**PROBLEM TO WORK ON**
Reproduce every one of the rows below word for word, keeping each line in its original order.

--- begin ---

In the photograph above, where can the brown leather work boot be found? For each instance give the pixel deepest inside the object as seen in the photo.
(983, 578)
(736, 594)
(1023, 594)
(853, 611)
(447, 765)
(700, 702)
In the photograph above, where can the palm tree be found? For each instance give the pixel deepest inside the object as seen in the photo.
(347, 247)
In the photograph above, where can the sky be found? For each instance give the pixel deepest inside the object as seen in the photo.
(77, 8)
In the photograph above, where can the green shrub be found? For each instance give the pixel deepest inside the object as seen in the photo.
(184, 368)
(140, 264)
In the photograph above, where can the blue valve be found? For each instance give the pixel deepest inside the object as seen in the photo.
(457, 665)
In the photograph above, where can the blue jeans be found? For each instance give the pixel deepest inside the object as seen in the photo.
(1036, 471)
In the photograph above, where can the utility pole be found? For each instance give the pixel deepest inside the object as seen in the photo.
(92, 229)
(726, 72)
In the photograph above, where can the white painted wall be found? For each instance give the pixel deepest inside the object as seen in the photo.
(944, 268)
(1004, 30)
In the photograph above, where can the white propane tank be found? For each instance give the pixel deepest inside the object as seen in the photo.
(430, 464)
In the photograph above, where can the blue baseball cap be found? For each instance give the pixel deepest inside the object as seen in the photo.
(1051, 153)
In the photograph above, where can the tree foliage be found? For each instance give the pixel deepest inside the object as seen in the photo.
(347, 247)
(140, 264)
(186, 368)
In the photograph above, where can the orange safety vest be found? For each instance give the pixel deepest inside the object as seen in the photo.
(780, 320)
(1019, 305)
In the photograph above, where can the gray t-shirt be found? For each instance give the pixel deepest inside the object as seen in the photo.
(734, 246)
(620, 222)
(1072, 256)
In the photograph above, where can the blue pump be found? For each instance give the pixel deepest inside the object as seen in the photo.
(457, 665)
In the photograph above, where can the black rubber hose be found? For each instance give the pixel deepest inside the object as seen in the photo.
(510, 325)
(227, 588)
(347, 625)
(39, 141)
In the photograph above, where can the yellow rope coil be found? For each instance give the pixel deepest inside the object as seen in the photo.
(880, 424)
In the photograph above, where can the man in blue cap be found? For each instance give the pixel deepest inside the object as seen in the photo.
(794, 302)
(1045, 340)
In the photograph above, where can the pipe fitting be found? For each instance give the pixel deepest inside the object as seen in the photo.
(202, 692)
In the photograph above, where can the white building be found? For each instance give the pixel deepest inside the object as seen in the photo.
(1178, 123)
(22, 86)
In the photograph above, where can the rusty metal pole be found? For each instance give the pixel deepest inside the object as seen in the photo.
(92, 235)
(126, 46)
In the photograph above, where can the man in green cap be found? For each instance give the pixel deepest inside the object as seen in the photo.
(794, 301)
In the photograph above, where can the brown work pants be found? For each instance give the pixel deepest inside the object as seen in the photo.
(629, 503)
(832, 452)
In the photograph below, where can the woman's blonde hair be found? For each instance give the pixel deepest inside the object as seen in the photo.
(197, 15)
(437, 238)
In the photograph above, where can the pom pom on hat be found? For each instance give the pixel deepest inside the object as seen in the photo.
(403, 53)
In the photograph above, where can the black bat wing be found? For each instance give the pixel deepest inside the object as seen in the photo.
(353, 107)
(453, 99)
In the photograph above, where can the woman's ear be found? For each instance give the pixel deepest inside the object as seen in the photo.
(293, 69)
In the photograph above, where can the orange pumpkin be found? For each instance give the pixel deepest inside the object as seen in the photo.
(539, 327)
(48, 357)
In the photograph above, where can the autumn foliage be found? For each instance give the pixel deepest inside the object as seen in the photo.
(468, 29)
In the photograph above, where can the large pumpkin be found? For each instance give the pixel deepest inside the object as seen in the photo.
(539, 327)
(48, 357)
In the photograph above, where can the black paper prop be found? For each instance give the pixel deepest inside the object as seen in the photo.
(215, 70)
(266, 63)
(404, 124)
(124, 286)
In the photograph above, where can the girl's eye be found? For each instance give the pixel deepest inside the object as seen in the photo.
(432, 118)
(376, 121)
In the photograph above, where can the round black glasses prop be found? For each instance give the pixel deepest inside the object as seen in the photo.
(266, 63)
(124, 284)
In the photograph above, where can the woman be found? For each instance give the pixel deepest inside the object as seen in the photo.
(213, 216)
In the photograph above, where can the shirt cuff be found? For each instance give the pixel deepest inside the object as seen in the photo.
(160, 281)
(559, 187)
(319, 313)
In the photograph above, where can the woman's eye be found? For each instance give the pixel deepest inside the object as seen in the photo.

--- end ---

**TASK ANSWER**
In the photograph above, where can the brown leather work boot be found? For each instance give the pixel deepest inside the object as seen in the photo.
(983, 578)
(736, 594)
(1023, 594)
(853, 611)
(447, 765)
(700, 702)
In the photograph above, where can the palm tree be found? For each instance give the pixel deepest inside the object as seen in the photo.
(347, 247)
In the photograph above, where can the sky be found? For each instance give the pixel deepest inside the object as seen in the photo.
(77, 8)
In the photograph above, where can the green shrub be found? For each instance give the pixel deepest inside the object as seen in the photo.
(184, 368)
(140, 264)
In the photograph above, where can the blue valve be found? For each instance give the pixel deepest inside the object as seen in the photo.
(457, 665)
In the photograph above, where can the blue jeans be found? For each instance give the pixel deepest inside the object as seen in the photo.
(1036, 471)
In the photograph above, where can the utility pole be found? For each instance give the pixel deepest inside the object as seen in the photo.
(92, 229)
(726, 72)
In the photograph above, where can the white painted wall be found? For each instance give the pixel deepest inside the object as seen in the photo.
(944, 268)
(1004, 30)
In the photograph above, where can the white propane tank be found? For each instance give the pixel deepest inside the object as seen in the photo.
(430, 464)
In the photograph above, where can the blue baseball cap be found? For each instance give the pixel deepest inside the object as seen in the photo.
(1051, 153)
In the photograph above, where can the tree foliage be found? For each instance give the pixel deepest inside the object as seen in the photo.
(347, 247)
(140, 264)
(186, 368)
In the photograph above, where can the orange safety vest be found? For each instance give the pixel deepest inside the object as seen in the photo.
(780, 320)
(1019, 305)
In the photograph above, where can the gray t-shirt be found? For each instance give the pixel deepest inside the object as seen in the photo.
(734, 246)
(620, 222)
(1072, 256)
In the photograph above, where can the blue pump be found? For each instance give the pixel deepest inside the object as seen in the photo.
(457, 665)
In the photograph above, where can the black rubber hose be found? For each instance give the pixel deepest inside the object as seen in the photo.
(510, 325)
(227, 588)
(347, 625)
(39, 141)
In the photograph above, where can the yellow rope coil be found? For each instance give the pixel deepest inside the object as seen in the photo.
(880, 424)
In the photograph above, where can the man in blue cap be found? For each instance give the pixel deepest inside the object as seen in the photo.
(794, 302)
(1045, 340)
In the photograph above, where can the pipe fitting be found? For each instance give the pixel deepest inside the object as seen in the photo.
(202, 692)
In the photograph above, where can the white building be found? For each instance give the pixel deepest inside the object as seen in the photo.
(1178, 123)
(22, 86)
In the photograph above, where can the rusty metal pole be found? For each instance give the pixel deepest inside the object as seen in the photo.
(92, 235)
(126, 46)
In the photograph above, where can the man in green cap be found? For each instance give the pixel deepest inside the object as seen in the photo.
(794, 301)
In the photograph above, where can the brown work pants be found? For each instance give the pixel deepest inside the object as seen in the photo.
(629, 503)
(832, 452)
In the photograph below, where can the woman's blonde hair be found? For each instance give the pixel deepest inside the object as seen in the photo.
(197, 15)
(437, 238)
In the photograph above, where can the pom pom on hat be found? For each instance give the pixel deepest inside the object as seen in the photo.
(403, 53)
In the photograph above, where can the black bat wing be found? For each instance give the pixel deepest inside the object as seen in the photo.
(353, 107)
(453, 99)
In the photograph above, where can the woman's ear be found? For each instance give the pixel deepest inside the object as seen in the photo.
(293, 69)
In the photograph above, where can the orange pumpkin be found? For each instance give the pixel deepest inside the object as seen in the photo.
(539, 327)
(48, 357)
In the photograph above, where can the autumn foliage be found? For each instance give the pixel deepest inside the object as seen in the photo.
(468, 29)
In the photograph above, where can the large pumpkin be found? For each instance give the pixel deepest inside the object as seen in the photo.
(539, 327)
(48, 357)
In the photograph above, where can the black paper prop be found? For each instance give the pixel deepest inside the object as seen in the photo.
(215, 70)
(266, 63)
(404, 124)
(124, 286)
In the photograph above, where can the girl's eye be found? For each instance give the pixel deepest inside the object as seen in the photo.
(432, 118)
(376, 121)
In the photograph above, where can the round black glasses prop be found? For each instance give the pixel deepest inside the object as seen in the photo.
(266, 63)
(124, 284)
In the photograph above, where can the woman be found? For each instance give the pixel deepest inside the object as seen in the photo.
(213, 216)
In the photograph above, where can the shirt cuff be found? For each instance give the pixel deepest inside the object as seen in the photo.
(160, 281)
(559, 187)
(319, 313)
In the photograph above, where can the woman's eye be found? For each instance give the pixel deepest inside the object as seen in the photo.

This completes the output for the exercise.